#### [EXTRAIT DU TEXTE]
_ _ _ _ _ _ _
Federal Court of Appeal

 

Date : 20100610

Dossier : A-627-08

Référence : 2010 CAF 151

 

CORAM :      LE JUGE LÉTOURNEAU

                        LE JUGE NOËL

                        LA JUGE TRUDEL

 

ENTRE :

9038-3746 QUÉBEC INC., 9014-5731 QUÉBEC INC.,

ADAM CERRELLI, CARMELO CERRELLI

appelants

et

MICROSOFT CORPORATION

intimée

 

 

 

 

Audience tenue à Montréal (Québec), le 7 juin 2010.

Jugement rendu à Ottawa (Ontario), le 10 juin 2010.

 

 

MOTIFS DU JUGEMENT :                                                                       LE JUGE LÉTOURNEAU

Y ONT SOUSCRIT :                                                                                                LE JUGE NOËL

LA JUGE TRUDEL

 


Cour d’appel fédérale

 

Federal Court of Appeal

Date : 20100610

Dossier : A-627-08

Référence : 2010 CAF 151

 

CORAM :      LE JUGE LÉTOURNEAU

                        LE JUGE NOËL

                        LA JUGE TRUDEL

 

ENTRE :

9038-3746 QUÉBEC INC., 9014-5731 QUÉBEC INC.,

ADAM CERRELLI, CARMELO CERRELLI

appelants

et

MICROSOFT CORPORATION

intimée

 

 

MOTIFS DU JUGEMENT

LE JUGE LÉTOURNEAU

 

Les questions en litige en appel

[1]               Carmelo Cerrelli (l’appelant) a plaidé coupable à deux accusations d’outrage au tribunal découlant d’actes différents survenus à deux dates différentes. Le premier acte reproché est survenu entre le 31 octobre 2006 et le 11 mai 2007 et le deuxième le 31 octobre 2007. Il s’agissait de la violation d’une injonction permanente prononcée contre l’appelant, ses sociétés et Adam Cerrelli. Les accusations énoncent ce qui suit :

[traduction]

a) avoir désobéi au paragraphe 13 du jugement rendu par le juge Harrington, en :

 

(i)      vendant 7 copies contrefaites de logiciels portant la marque de commerce MICROSOFT;

(ii)    en ayant en sa possession en vue de vente et de mise en circulation 545 unités de logiciels portant la marque de commerce MICROSOFT,

se rendant ainsi coupable de commercialisation frauduleuse, violation d’une marque de commerce et dépréciation de l’achalandage, en contravention des articles 7b), 7c) et 19, 20 et 22 de la Loi sur les marques de commerce;

 

b)   avoir désobéi au paragraphe 12 du jugement rendu par le juge Harrington, en ayant en sa possession en vue de vente et de mise en circulation 88 unités de logiciels contrefaits, en contravention de l’alinéa 27(2)d) de la Loi sur le droit d’auteur.
_ _ _ _ _ _ _
#### [CONSIGNES DE TRAVAIL]
1. Répondez à ces questions d'après l'extrait du jugement :
(a) Dans quelle ville et à quelle date l'audience a-t-elle été tenue ?
(b) À combien d'accusations d'outrage au tribunal Carmelo Cerrelli a-t-il plaidé coupable ?
(c) D'après l'accusation b), combien d'unités de logiciels contrefaits l'appelant avait-il en sa possession ?
2. Prolongez l'extrait du jugement à partir de l'endroit où il s'arrête.
Les données n'ont aucun rapport avec l'extrait du jugement.
_ _ _ _ _ _ _
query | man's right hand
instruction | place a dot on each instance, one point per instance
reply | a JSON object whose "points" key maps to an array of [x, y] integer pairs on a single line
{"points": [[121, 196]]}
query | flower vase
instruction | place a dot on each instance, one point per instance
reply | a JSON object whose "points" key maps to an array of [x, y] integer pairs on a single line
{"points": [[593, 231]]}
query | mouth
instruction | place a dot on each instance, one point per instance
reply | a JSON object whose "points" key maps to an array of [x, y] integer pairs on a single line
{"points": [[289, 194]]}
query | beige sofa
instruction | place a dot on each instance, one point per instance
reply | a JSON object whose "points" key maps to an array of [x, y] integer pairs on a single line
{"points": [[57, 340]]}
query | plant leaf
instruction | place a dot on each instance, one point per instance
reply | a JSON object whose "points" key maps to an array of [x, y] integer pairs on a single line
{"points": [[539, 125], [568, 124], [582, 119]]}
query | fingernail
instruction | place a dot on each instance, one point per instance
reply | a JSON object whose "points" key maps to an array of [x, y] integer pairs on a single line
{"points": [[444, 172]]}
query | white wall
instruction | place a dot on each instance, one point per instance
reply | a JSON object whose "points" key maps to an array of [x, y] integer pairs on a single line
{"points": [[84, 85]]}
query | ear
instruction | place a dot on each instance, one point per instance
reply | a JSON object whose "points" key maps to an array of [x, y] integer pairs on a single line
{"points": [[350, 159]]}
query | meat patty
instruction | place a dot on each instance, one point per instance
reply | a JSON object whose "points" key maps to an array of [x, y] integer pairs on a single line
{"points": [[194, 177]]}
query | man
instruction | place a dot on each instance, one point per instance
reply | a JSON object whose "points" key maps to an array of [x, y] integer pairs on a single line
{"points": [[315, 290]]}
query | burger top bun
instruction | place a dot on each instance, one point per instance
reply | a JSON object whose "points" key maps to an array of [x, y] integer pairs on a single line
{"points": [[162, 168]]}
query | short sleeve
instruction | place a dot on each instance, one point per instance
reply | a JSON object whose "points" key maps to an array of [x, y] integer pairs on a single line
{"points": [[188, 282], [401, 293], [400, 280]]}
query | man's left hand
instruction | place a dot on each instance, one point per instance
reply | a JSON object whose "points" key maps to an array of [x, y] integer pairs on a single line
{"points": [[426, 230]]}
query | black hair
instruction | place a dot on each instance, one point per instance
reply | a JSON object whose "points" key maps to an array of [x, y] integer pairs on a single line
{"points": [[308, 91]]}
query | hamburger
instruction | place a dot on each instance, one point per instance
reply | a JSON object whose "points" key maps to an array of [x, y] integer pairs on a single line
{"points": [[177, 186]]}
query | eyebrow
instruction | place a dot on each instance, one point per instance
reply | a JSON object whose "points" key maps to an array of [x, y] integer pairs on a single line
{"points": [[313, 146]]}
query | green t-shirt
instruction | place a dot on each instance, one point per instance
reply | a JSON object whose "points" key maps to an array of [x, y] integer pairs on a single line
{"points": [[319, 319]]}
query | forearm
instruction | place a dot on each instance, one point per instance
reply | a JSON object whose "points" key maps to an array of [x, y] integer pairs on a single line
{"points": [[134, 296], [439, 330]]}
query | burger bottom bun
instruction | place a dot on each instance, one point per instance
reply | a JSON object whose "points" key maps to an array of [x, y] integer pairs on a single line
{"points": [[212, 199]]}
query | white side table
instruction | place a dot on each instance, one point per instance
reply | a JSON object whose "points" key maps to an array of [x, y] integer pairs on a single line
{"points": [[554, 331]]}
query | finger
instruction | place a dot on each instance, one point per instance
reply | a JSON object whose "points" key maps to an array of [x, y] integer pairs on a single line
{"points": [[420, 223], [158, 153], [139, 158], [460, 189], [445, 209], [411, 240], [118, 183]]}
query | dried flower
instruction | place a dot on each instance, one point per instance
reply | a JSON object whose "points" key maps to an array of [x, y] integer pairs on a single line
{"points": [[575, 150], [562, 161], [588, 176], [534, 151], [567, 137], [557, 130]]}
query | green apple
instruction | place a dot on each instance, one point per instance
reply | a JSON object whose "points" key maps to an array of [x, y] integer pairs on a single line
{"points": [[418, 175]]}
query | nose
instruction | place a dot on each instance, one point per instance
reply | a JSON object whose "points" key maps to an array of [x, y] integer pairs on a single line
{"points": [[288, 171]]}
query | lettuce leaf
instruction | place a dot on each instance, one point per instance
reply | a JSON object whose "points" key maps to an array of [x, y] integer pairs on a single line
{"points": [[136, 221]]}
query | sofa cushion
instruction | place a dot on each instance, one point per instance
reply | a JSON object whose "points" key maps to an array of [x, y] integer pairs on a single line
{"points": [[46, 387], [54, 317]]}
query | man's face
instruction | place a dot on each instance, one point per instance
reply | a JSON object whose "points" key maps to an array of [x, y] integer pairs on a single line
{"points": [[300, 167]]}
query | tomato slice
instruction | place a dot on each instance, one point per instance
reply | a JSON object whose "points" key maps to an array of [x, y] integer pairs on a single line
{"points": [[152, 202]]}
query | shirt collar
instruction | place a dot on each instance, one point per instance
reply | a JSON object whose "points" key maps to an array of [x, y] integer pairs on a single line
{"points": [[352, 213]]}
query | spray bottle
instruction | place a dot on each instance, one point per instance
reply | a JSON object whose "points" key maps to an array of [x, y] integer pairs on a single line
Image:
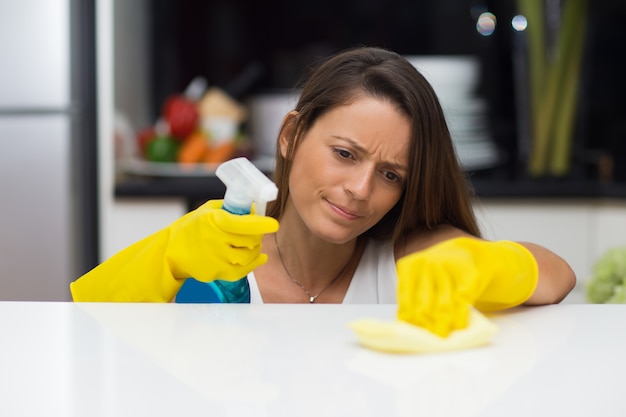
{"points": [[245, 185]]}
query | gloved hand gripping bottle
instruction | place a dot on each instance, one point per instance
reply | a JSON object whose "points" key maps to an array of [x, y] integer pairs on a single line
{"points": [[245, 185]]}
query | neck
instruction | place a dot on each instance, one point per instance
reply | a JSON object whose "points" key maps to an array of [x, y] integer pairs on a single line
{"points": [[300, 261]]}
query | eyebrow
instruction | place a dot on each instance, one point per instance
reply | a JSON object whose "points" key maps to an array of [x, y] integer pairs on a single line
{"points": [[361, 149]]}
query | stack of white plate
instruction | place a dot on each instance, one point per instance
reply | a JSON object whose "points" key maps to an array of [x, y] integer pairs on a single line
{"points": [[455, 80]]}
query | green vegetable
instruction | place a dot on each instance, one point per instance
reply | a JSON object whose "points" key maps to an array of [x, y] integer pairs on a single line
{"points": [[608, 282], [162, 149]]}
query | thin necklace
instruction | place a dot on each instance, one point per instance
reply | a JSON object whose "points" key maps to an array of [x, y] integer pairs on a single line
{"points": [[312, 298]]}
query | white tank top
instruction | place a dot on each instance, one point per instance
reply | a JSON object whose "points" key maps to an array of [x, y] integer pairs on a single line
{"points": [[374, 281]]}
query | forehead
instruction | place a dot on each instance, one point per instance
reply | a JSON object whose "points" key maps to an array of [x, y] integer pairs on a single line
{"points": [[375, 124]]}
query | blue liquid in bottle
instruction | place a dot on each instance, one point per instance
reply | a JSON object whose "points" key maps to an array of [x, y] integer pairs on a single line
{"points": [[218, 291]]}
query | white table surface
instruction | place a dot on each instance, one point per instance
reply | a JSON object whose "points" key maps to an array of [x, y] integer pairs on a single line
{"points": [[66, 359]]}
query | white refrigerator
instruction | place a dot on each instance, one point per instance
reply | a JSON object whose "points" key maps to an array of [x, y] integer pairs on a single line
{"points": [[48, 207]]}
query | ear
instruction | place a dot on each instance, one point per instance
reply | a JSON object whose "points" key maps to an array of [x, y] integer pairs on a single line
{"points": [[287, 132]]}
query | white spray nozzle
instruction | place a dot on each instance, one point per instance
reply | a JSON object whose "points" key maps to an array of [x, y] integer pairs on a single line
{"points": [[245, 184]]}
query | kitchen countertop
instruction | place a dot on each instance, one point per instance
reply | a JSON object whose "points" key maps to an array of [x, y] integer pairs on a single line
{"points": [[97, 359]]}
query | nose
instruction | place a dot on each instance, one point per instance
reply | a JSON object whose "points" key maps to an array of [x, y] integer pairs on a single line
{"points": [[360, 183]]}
_ _ _ _ _ _ _
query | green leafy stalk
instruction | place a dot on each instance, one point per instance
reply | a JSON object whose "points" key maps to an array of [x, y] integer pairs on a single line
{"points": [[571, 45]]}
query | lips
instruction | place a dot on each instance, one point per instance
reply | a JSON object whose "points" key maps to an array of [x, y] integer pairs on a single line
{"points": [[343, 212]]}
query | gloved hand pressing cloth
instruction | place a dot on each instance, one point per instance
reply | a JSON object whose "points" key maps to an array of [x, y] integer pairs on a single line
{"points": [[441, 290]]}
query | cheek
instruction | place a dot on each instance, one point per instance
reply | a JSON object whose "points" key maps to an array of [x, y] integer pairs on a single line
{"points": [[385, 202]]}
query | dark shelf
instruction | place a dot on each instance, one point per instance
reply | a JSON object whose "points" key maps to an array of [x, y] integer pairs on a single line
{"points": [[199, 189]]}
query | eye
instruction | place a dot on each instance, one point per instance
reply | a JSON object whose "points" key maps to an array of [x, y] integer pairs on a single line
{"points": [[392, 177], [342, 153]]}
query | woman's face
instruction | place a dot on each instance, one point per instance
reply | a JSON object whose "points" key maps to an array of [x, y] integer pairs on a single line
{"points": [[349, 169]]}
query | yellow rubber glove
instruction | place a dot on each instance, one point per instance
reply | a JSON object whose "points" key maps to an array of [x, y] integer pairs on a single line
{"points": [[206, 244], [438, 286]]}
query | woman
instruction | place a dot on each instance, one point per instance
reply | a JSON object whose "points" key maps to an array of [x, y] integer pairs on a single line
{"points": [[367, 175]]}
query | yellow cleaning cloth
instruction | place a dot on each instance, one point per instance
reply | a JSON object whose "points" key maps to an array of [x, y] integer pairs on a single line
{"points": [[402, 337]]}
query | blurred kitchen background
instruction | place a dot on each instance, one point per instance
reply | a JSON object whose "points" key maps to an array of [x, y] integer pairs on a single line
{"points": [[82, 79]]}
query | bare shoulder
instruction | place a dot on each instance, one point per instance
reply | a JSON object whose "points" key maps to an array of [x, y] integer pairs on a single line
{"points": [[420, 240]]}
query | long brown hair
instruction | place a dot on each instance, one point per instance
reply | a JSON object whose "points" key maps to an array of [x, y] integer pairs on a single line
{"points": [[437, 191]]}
_ _ _ _ _ _ _
#### [RÉSULTATS DE L'EXERCICE]
1.
(a) À Montréal (Québec), le 7 juin 2010.
(b) À deux accusations.
(c) 88 unités.

2.
 

 

[2]               L’appelant se pourvoit contre la légalité et la sévérité de la peine infligée par le juge Beaudry de la Cour fédérale (le juge). Celui-ci a ordonné à l’appelant de verser une amende de 50 000 $ pour chaque infraction, dans les 120 jours suivant la date de l’ordonnance, à défaut de quoi il était passible d’une peine d’emprisonnement de soixante (60) jours.

 

Les moyens d’appel de l’appelant

[3]               Dans ses observations écrites, l’appelant soutient que le juge :

 

a)      a exercé son pouvoir discrétionnaire dans l’abstrait, en ne tenant pas compte des faits qui lui ont été soumis durant l’audience;

 

b)      a commis une erreur de fait en ne tenant pas compte de la situation financière de l’appelant;

 

c)      a infligé la peine en l’absence totale de preuve sur la mens rea de l’appelant;

 

d)      a mal interprété et mal appliqué les dispositions législatives et la jurisprudence que l’appelant a soumises conjointement avec l’intimée;

 

e)      a commis une erreur de principe lorsqu’il a pris en considération des faits et des situations similaires dans la détermination de la peine;

 

f)        a rendu une décision qui porte atteinte au droit à la liberté de l’appelant, garantie à l’article 7 de la Charte canadienne des droits et libertés (la Charte).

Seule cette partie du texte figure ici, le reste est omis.